Document segment:

Friedebert Tuglas, born Friedebert Mihkelson or Michelson (2 March 1886 – 15 April 1971) was an Estonian writer and critic who introduced Impressionism and Symbolism to Estonian literature. Persecuted by the authorities in the beginning of 20th century, he later became an acknowledged representative of Estonian literature in the Soviet era.

Biography
Tuglas was born in Ahja, the son of a carpenter, and studied at the Hugo Treffner Gymnasium from 1904 to 1905. After imprisonment for revolutionary activities, he went into exile in 1906, living in Finland, Germany, Belgium, Switzerland and France, before returning to Estonia in time for the February revolution of 1917.

His most famous short story is Popi ja Huhuu. He was the member of the Siuru literary group and leader of Estonian literary group Young Estonia (Noor-Eesti) in the beginning of 20th century. He was one of the founders of the Estonian Writers' Union and served as its chairman in 1922, 1925–1927 and 1937–1939.

Tuglas was granted the title of People's Writer of the Estonian SSR in 1946. The same year he was elected a corresponding member of the Soviet Estonian Academy of Sciences. He subsequently fell into disfavor, officially blacklisted, deprived of his civil rights and excluded from membership in all institutions, including the Writers’ Union, from which he was expelled in 1950.

Tuglas died in Tallinn in 1971, aged 85, not long after completing his memoirs, acknowledged as a major work in the writer's life. A museum commemorating his life was opened in Tallinn the same year. A short story prize commemorating Tuglas was established in 1971.

Dataset records:
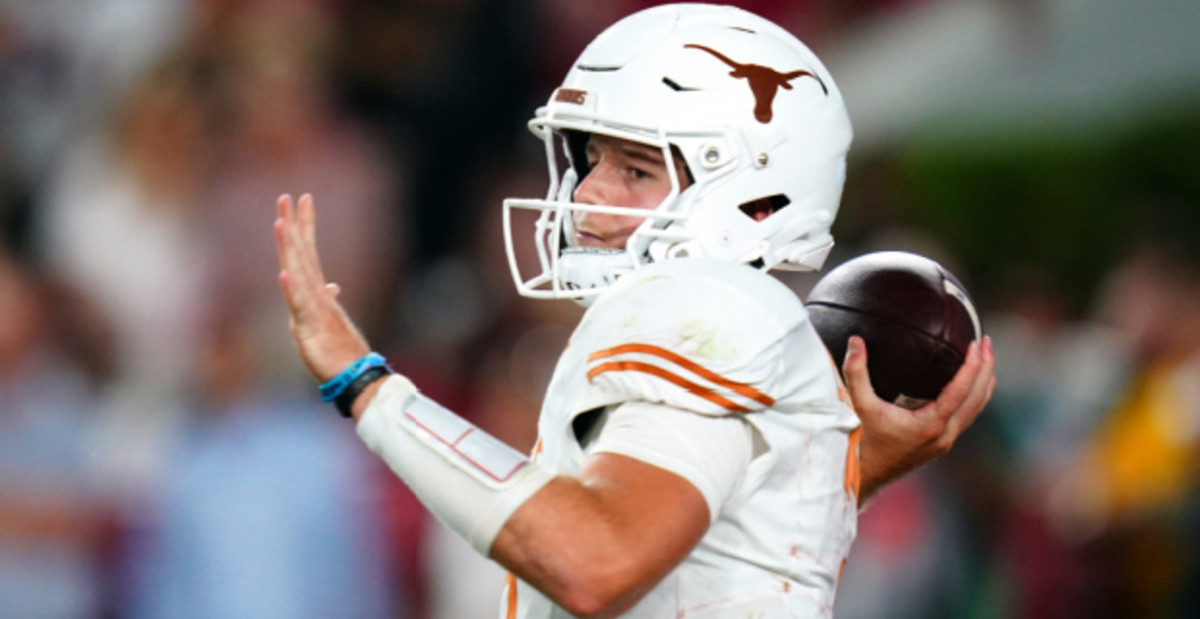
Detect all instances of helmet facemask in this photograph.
[504,5,851,299]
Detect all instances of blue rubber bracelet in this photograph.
[320,353,388,402]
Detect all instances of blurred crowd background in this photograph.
[0,0,1200,619]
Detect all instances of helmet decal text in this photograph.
[683,43,829,125]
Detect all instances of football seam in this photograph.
[804,301,966,362]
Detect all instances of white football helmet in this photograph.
[504,4,851,300]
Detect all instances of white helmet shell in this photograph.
[504,4,852,299]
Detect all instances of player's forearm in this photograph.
[490,477,662,617]
[355,375,708,617]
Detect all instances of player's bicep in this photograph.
[587,402,754,524]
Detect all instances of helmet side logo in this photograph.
[683,43,829,125]
[554,88,588,106]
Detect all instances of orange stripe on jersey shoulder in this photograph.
[588,361,750,413]
[504,572,517,619]
[846,426,863,499]
[588,344,775,408]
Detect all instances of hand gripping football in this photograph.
[805,252,980,409]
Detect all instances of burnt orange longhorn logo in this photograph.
[683,43,829,125]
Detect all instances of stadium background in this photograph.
[0,0,1200,619]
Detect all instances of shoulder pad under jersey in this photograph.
[571,259,808,415]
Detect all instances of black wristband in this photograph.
[334,366,391,417]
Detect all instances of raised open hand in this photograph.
[275,193,371,381]
[842,336,996,501]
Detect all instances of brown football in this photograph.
[805,252,980,408]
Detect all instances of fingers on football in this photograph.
[938,337,996,443]
[841,336,877,413]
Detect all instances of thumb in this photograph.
[841,336,876,411]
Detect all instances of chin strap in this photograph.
[558,247,635,296]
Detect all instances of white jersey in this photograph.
[500,259,859,619]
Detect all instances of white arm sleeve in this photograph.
[588,402,754,523]
[358,374,554,555]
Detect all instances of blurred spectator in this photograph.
[0,246,109,617]
[40,61,214,392]
[199,0,409,375]
[0,0,193,182]
[1055,239,1200,617]
[127,319,407,619]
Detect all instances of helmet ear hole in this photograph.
[738,193,792,222]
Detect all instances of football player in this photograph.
[275,5,995,618]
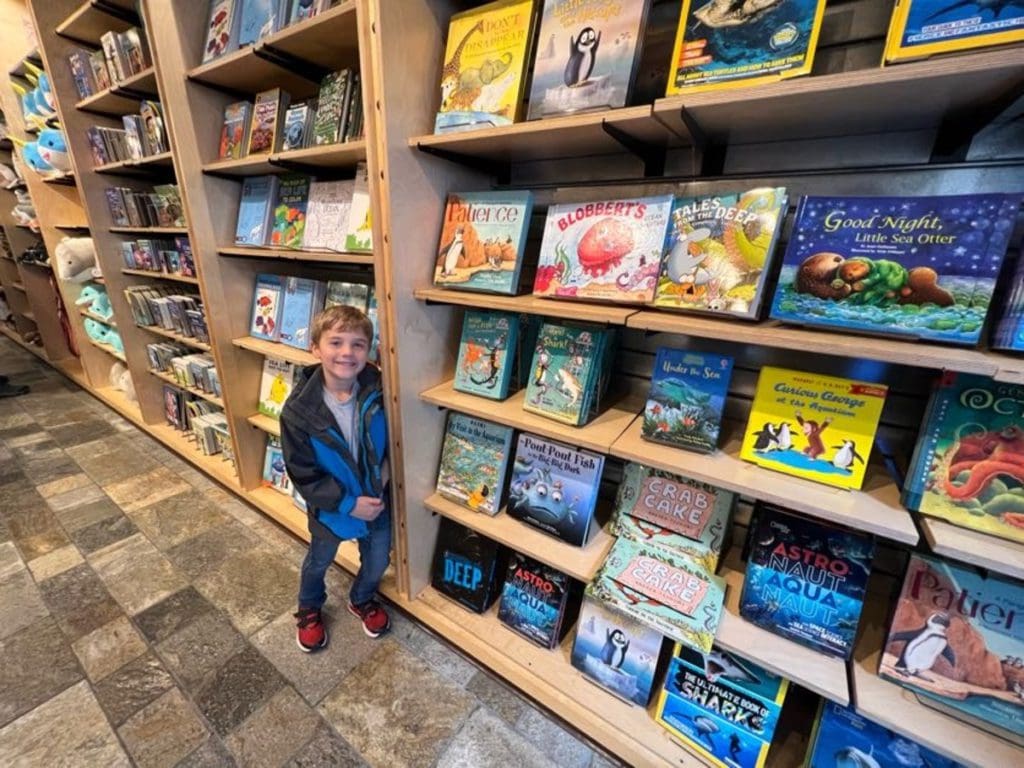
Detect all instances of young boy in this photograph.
[281,306,391,653]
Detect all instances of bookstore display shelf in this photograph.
[420,380,643,454]
[423,494,615,583]
[609,417,919,544]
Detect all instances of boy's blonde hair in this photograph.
[311,305,374,344]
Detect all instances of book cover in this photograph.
[570,597,665,707]
[879,553,1024,743]
[437,411,513,515]
[534,195,672,303]
[739,502,874,658]
[739,367,888,489]
[641,347,732,454]
[527,0,648,120]
[434,0,535,133]
[771,195,1021,345]
[666,0,825,96]
[654,186,787,318]
[453,309,519,400]
[434,191,534,296]
[508,433,604,547]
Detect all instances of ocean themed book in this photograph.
[534,195,672,303]
[570,597,665,707]
[654,186,787,318]
[508,432,604,547]
[739,502,874,658]
[527,0,648,120]
[739,367,888,489]
[434,0,535,133]
[453,309,519,400]
[434,191,534,296]
[437,411,513,515]
[771,195,1021,345]
[498,552,572,649]
[666,0,825,96]
[611,462,736,573]
[640,347,732,454]
[654,643,790,768]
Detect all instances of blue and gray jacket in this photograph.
[281,365,387,539]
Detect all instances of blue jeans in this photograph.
[299,509,391,610]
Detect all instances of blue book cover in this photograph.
[739,503,874,658]
[771,195,1021,345]
[453,309,519,400]
[641,347,732,454]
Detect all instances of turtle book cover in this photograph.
[654,186,788,319]
[654,644,786,768]
[453,309,519,400]
[437,411,513,515]
[534,195,672,304]
[434,191,534,296]
[739,367,888,489]
[739,502,874,658]
[527,0,649,120]
[570,597,665,707]
[666,0,825,96]
[879,553,1024,743]
[434,0,536,133]
[771,195,1021,346]
[902,371,1024,544]
[498,552,572,649]
[640,347,732,454]
[508,432,604,547]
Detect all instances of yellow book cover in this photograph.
[666,0,825,96]
[739,368,888,488]
[434,0,536,133]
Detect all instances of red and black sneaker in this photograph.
[294,608,327,653]
[348,600,391,637]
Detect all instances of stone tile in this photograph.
[0,682,131,768]
[93,652,174,726]
[318,640,475,766]
[71,616,147,683]
[118,688,207,768]
[194,651,286,736]
[0,617,82,729]
[224,686,323,768]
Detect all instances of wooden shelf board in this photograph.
[420,381,643,454]
[423,494,615,582]
[609,417,919,544]
[920,515,1024,580]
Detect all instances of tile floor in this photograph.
[0,337,616,768]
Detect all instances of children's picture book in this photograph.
[498,552,572,648]
[654,644,790,768]
[508,433,604,547]
[527,0,649,120]
[534,195,672,303]
[739,366,888,489]
[771,195,1021,345]
[739,502,874,658]
[640,347,732,454]
[879,553,1024,744]
[434,0,535,133]
[654,186,787,318]
[902,371,1024,544]
[453,309,519,400]
[434,191,534,296]
[611,462,736,573]
[666,0,825,96]
[570,596,665,707]
[587,538,725,651]
[430,517,507,613]
[437,411,513,515]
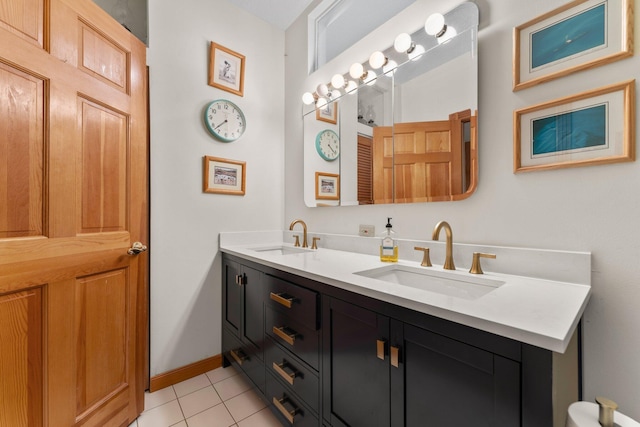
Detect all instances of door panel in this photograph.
[0,0,148,427]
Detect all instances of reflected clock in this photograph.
[204,99,247,142]
[316,129,340,162]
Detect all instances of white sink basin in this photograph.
[252,245,311,255]
[355,264,505,300]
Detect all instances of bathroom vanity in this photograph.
[220,232,590,427]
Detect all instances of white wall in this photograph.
[148,0,284,376]
[283,0,640,419]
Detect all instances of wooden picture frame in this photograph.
[316,172,340,200]
[202,156,247,196]
[209,42,245,96]
[316,101,338,125]
[513,0,633,91]
[513,80,635,172]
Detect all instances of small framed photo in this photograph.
[316,172,340,200]
[513,0,634,91]
[203,156,247,196]
[513,80,635,172]
[209,42,244,96]
[316,101,338,125]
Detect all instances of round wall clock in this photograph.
[204,99,247,142]
[316,129,340,162]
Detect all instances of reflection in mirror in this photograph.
[304,3,478,206]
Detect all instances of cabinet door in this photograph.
[391,322,520,427]
[222,260,242,336]
[323,297,390,427]
[241,266,264,359]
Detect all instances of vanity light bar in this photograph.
[302,13,457,108]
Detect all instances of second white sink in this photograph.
[355,264,505,300]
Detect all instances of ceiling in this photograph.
[228,0,313,30]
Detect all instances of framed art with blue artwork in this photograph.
[513,0,633,91]
[513,80,635,172]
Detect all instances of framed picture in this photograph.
[209,42,244,96]
[316,102,338,125]
[513,0,633,91]
[316,172,340,200]
[513,80,635,172]
[203,156,247,196]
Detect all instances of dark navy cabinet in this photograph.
[222,254,579,427]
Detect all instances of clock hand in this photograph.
[213,119,228,130]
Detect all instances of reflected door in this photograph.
[0,0,148,427]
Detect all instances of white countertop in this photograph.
[220,231,591,353]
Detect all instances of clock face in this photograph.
[316,129,340,161]
[204,99,246,142]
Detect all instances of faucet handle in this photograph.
[413,246,431,267]
[311,237,320,249]
[469,252,496,274]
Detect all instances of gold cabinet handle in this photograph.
[273,326,298,345]
[391,346,400,368]
[127,242,147,255]
[273,361,298,385]
[229,349,249,365]
[273,395,299,424]
[376,340,386,360]
[269,292,295,308]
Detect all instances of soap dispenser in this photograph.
[380,218,398,262]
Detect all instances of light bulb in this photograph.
[408,44,424,61]
[393,33,411,53]
[364,70,378,86]
[369,50,387,70]
[344,80,358,93]
[349,62,364,79]
[302,92,314,105]
[382,59,398,74]
[424,13,446,37]
[316,83,329,96]
[316,97,328,110]
[331,74,344,89]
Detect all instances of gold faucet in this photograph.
[289,219,309,248]
[432,221,456,270]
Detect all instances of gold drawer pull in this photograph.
[273,395,299,424]
[273,326,298,345]
[273,361,298,385]
[391,346,400,368]
[376,340,386,360]
[229,349,249,365]
[269,292,294,308]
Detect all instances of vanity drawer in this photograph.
[265,339,320,413]
[266,374,320,427]
[222,328,265,392]
[267,276,320,330]
[265,307,320,370]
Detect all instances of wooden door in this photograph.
[373,110,471,203]
[0,0,148,427]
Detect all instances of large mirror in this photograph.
[304,3,478,206]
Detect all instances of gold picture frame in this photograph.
[513,80,636,173]
[316,102,338,125]
[316,172,340,200]
[513,0,634,91]
[209,42,245,96]
[202,156,247,196]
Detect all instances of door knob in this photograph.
[127,242,147,255]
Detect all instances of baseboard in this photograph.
[149,354,222,393]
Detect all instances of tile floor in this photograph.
[129,367,281,427]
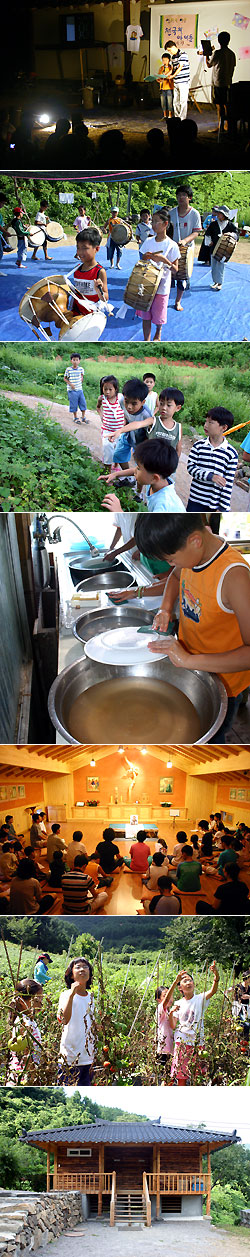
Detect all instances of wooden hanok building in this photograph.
[23,1119,237,1227]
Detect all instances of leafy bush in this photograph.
[0,398,138,510]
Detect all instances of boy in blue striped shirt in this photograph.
[187,406,237,512]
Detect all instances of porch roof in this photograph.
[20,1119,240,1149]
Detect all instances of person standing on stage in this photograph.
[165,39,190,122]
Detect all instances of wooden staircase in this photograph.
[114,1190,146,1227]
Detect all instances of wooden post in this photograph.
[153,1144,157,1195]
[206,1144,211,1218]
[156,1148,161,1218]
[98,1144,104,1218]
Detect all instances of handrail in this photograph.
[143,1170,151,1227]
[148,1170,211,1195]
[111,1170,117,1227]
[55,1170,112,1195]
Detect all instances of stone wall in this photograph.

Objective 1: Revise the stretch of the Tuglas biography from "His most famous" through "1925–1927 and 1937–1939.", putting "president" in place of "chairman".
Objective 2: According to the Tuglas biography, where was Tuglas born?
Objective 3: Which countries does the Tuglas biography say he lived in during his exile?

Complete answer 1:
His most famous short story is Popi ja Huhuu. He was the member of the Siuru literary group and leader of Estonian literary group Young Estonia (Noor-Eesti) in the beginning of 20th century. He was one of the founders of the Estonian Writers' Union and served as its president in 1922, 1925–1927 and 1937–1939.

Complete answer 2: Ahja

Complete answer 3: Finland, Germany, Belgium, Switzerland, France